__Exercise requirements__
(A) What kind of access does the router troubleshooting guide say the user must have to the IOS & IOS-XE routers?
(B) Reproduce the stretch of the router troubleshooting guide from "- Note the day" through "the problem started.".

__Selected extract__
--- begin ---
Introduction
This document describes several Routing and Platform related issues along with steps to collect relevant data, debugs or show commands from IOS & IOS-XE Routers. To provide this information up front on a Technical Assistance Centre (TAC) Service Request(SR) helps you hit the ground running with respect to issue resolution.
Prerequisite
Requirements
Cisco recommends that you have knowledge of these topics:
- Basic understanding of classic Routing Features on IOS & IOS-XE routers
- It is required that the user has Command Line Interface (CLI) access or hands-on to the IOS & IOS-XE Routers
Components Used
The information in this document is based on these Platforms:
- ASR1000
- ISR4000
- ISR1000
- CSR1000v
- Classic IOS Platforms (ISRG1/G2)
Base Information Requested
- When did the problem start?
- Note the day and time the problem was first observed/noticed.
- What triggered the problem?
- Document any recent changes made prior to when the problem started.
- Note any specific actions or events that occurred that may have triggered the problem to start.
- What is the frequency of the problem?
- Was this a one-time occurrence?
- If not, how often does the problem happen?
--- end ---
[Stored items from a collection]
--- begin ---
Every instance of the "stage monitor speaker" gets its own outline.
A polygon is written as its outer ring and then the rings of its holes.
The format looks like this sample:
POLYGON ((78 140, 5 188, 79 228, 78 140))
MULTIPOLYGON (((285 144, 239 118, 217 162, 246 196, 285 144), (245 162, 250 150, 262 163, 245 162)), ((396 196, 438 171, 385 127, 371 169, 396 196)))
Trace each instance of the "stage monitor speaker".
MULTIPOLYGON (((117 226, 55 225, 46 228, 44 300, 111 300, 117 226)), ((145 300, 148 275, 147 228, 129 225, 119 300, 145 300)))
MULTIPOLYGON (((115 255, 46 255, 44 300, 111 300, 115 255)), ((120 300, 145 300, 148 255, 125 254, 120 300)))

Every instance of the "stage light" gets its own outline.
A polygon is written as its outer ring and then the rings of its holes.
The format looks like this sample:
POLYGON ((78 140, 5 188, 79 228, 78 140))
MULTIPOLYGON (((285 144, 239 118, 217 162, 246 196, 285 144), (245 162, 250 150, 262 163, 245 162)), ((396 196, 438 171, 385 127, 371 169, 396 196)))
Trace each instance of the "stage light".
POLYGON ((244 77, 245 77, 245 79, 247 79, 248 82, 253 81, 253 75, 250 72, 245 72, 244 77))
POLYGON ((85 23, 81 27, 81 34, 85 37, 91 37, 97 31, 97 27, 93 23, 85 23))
--- end ---
--- begin ---
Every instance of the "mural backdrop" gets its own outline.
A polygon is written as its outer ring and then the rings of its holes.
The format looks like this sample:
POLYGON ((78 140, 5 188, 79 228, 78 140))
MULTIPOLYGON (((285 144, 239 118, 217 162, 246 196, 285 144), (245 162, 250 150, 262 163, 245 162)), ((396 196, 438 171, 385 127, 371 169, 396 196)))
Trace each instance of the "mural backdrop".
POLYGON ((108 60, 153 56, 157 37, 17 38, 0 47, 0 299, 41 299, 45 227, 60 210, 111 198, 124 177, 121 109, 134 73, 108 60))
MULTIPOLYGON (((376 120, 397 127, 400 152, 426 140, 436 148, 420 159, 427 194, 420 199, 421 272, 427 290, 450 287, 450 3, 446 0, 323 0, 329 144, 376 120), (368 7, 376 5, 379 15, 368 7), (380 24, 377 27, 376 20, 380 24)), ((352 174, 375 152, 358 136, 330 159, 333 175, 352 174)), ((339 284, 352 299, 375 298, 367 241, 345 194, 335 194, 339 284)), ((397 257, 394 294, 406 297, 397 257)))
--- end ---
--- begin ---
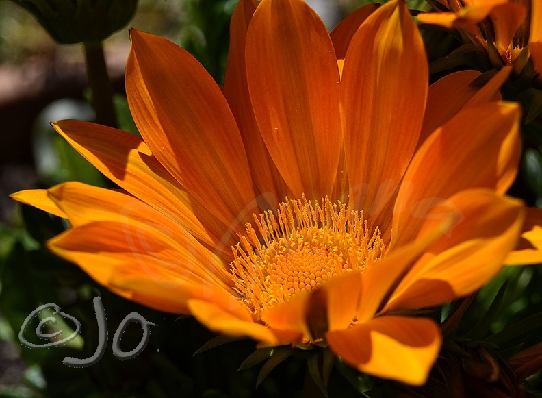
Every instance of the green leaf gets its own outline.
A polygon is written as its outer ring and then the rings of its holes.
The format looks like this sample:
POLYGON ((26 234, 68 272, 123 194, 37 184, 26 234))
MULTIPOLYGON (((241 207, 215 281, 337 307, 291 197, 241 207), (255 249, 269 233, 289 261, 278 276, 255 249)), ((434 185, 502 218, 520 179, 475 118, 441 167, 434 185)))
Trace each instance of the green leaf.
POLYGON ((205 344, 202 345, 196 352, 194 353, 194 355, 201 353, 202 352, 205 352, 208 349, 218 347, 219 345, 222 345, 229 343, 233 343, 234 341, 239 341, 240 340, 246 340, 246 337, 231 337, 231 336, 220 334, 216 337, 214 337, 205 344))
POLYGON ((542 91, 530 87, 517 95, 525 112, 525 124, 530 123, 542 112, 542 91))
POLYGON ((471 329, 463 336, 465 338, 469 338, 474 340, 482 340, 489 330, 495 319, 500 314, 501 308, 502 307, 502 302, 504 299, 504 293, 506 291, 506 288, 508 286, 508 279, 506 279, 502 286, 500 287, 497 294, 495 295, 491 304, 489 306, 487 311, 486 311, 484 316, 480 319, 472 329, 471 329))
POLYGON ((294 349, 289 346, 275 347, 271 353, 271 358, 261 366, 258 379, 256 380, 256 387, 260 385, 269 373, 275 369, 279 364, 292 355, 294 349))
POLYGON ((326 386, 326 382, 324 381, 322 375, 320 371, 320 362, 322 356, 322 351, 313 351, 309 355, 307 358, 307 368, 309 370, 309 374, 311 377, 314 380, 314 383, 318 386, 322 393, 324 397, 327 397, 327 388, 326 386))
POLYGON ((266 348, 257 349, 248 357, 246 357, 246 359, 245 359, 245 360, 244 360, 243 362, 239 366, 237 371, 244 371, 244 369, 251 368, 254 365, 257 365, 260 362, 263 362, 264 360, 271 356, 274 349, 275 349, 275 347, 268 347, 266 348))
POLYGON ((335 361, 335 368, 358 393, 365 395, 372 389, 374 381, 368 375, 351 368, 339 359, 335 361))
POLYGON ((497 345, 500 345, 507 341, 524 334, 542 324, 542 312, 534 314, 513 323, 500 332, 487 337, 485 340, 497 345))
--- end ---
__Per-task answers__
(A) Command Line Interface (CLI) access or hands-on access to the IOS & IOS-XE routers.

(B)
- Note the day and time the problem was first observed/noticed.
- What triggered the problem?
- Document any recent changes made prior to when the problem started.